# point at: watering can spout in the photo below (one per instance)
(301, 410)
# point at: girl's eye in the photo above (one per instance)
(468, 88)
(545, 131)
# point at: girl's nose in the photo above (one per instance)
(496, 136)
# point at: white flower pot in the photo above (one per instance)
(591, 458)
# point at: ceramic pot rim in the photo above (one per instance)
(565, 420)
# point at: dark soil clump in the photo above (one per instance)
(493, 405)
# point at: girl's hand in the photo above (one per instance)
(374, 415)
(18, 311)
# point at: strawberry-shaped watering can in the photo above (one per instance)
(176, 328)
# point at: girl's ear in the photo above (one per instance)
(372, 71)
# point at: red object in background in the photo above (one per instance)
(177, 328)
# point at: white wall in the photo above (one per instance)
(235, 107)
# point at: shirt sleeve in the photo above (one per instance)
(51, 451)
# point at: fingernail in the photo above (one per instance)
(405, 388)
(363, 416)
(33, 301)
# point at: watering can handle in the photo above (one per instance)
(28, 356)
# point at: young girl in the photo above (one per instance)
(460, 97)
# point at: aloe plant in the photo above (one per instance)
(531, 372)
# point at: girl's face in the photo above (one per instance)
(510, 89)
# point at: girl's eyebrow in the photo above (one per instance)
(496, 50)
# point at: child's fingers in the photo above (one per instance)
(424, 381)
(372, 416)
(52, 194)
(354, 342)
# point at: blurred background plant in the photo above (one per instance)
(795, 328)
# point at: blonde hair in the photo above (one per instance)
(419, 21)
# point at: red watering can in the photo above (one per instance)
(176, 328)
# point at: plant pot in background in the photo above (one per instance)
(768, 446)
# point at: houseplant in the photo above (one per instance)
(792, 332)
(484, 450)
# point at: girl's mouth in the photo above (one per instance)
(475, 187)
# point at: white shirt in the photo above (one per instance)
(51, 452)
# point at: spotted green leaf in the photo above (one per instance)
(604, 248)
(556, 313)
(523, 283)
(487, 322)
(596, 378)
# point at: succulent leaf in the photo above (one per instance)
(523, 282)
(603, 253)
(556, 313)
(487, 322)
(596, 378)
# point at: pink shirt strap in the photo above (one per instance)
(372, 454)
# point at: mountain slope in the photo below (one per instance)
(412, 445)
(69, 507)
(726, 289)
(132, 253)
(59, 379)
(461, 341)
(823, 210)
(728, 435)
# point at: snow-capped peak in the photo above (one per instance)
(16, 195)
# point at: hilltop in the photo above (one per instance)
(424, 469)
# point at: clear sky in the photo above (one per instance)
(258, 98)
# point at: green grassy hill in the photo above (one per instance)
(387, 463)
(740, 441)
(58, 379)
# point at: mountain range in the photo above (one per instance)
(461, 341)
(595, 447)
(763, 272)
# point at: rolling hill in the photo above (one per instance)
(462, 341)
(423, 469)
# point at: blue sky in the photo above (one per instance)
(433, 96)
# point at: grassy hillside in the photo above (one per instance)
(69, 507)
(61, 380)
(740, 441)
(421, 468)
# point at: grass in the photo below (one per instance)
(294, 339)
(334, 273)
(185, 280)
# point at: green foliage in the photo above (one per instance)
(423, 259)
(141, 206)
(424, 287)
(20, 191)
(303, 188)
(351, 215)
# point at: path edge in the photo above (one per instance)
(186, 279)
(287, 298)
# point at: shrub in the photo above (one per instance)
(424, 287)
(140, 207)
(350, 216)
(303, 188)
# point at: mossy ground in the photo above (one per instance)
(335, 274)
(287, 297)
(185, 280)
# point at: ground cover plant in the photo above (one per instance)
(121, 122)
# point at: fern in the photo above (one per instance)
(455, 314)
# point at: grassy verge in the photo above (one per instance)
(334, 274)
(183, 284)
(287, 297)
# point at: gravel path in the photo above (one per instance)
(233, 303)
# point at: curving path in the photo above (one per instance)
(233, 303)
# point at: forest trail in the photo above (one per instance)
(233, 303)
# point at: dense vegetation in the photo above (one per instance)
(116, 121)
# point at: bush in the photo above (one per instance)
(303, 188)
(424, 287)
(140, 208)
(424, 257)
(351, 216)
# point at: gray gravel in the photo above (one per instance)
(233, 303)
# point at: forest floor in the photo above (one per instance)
------------
■ **Short task**:
Write out every entry again, keeping each line exactly the same.

■ **Written answer**:
# point at: watering can spout in the photo below (one per instance)
(301, 410)
# point at: girl's eye in the photo above (one per instance)
(468, 88)
(545, 131)
# point at: girl's nose in the photo above (one per instance)
(496, 136)
# point at: white flower pot in the photo above (one per instance)
(591, 458)
# point at: ceramic pot rim in the photo above (one per instance)
(565, 420)
# point at: dark soil clump in the photo above (one per instance)
(493, 405)
# point at: girl's hand in the photo above (one per instance)
(374, 415)
(18, 311)
# point at: strawberry-shaped watering can in the photo above (one per instance)
(176, 328)
# point at: girl's ear in the photo above (one per instance)
(372, 71)
# point at: red object in background in the photo above (one per instance)
(177, 328)
# point at: white wall in the photo above (one per instance)
(235, 107)
# point at: shirt sleeve in the photo above (one per instance)
(51, 451)
# point at: fingernail in the photo above (one per instance)
(405, 388)
(363, 416)
(33, 301)
# point at: watering can handle in the photo above (one per instance)
(28, 356)
# point at: young girl in the photo above (one per instance)
(460, 97)
# point at: aloe plant in the photo above (one per instance)
(531, 372)
# point at: girl's face in the photo above (one per instance)
(510, 89)
# point at: girl's eyebrow in the photo above (one per instance)
(496, 50)
# point at: child's fingers in the photo above (one per instance)
(424, 381)
(372, 416)
(52, 194)
(354, 342)
# point at: blurred background plant in the photo above (one per instance)
(795, 328)
# point at: blonde hair in the photo above (one per instance)
(419, 21)
# point at: red watering can in the photo above (one per instance)
(176, 328)
# point at: plant pot in background in the photo above (one per instance)
(768, 446)
# point at: houseplant in the photo above (one per instance)
(792, 332)
(484, 450)
# point at: girl's mouth in the photo above (one per instance)
(475, 187)
# point at: white shirt in the photo above (one per instance)
(51, 452)
# point at: spotted green leaf in the photo above (one per instance)
(604, 248)
(556, 313)
(523, 283)
(487, 322)
(596, 378)
# point at: succulent leaf in the photo above (one per instance)
(523, 282)
(603, 253)
(556, 313)
(487, 322)
(596, 378)
# point at: pink shirt strap in the photo above (one per instance)
(372, 454)
# point at: mountain slope in the photo below (one per instance)
(412, 445)
(69, 507)
(726, 289)
(132, 253)
(59, 379)
(461, 341)
(823, 210)
(728, 435)
# point at: snow-capped peak in the photo above (one per instance)
(16, 195)
# point at: hilltop in the photo above (one per instance)
(424, 469)
# point at: clear sky in the photo above (one per instance)
(258, 98)
# point at: green grassy hill in the photo above (one per instance)
(387, 463)
(740, 441)
(58, 379)
# point at: mountain range in the photo above (one per instance)
(461, 341)
(595, 447)
(763, 272)
# point at: rolling hill in the photo above (one per instance)
(462, 341)
(423, 469)
# point at: blue sky in the photo above (one per instance)
(433, 96)
# point at: grassy hillside in the photo above (one per instance)
(69, 507)
(61, 380)
(740, 441)
(421, 468)
# point at: grass in the photo below (one per instance)
(294, 339)
(334, 273)
(185, 280)
# point at: green foliage in the photo above (one per instance)
(423, 259)
(141, 206)
(424, 287)
(20, 191)
(303, 188)
(351, 215)
# point at: path edge in the photo above (one per instance)
(186, 279)
(287, 298)
# point at: shrub in the photo above (one per instance)
(424, 287)
(140, 207)
(350, 216)
(303, 188)
# point at: mossy ground in the photo above (one per instance)
(335, 274)
(287, 297)
(185, 280)
# point at: ground cover plant in the photo above (one per instance)
(121, 122)
# point at: fern in the photo above (one per instance)
(455, 314)
# point at: grassy verge in the photo above (one per instance)
(334, 274)
(183, 284)
(287, 297)
# point at: gravel path in the photo above (one per instance)
(233, 303)
# point at: curving path in the photo above (one per instance)
(233, 303)
# point at: forest trail in the photo above (one per instance)
(233, 303)
# point at: dense vegetation in the photo above (one per instance)
(116, 121)
# point at: bush in the photo above (one per instance)
(303, 188)
(424, 287)
(140, 208)
(424, 257)
(351, 216)
# point at: gray gravel in the photo above (one per instance)
(233, 303)
# point at: forest floor in the photo above (one per instance)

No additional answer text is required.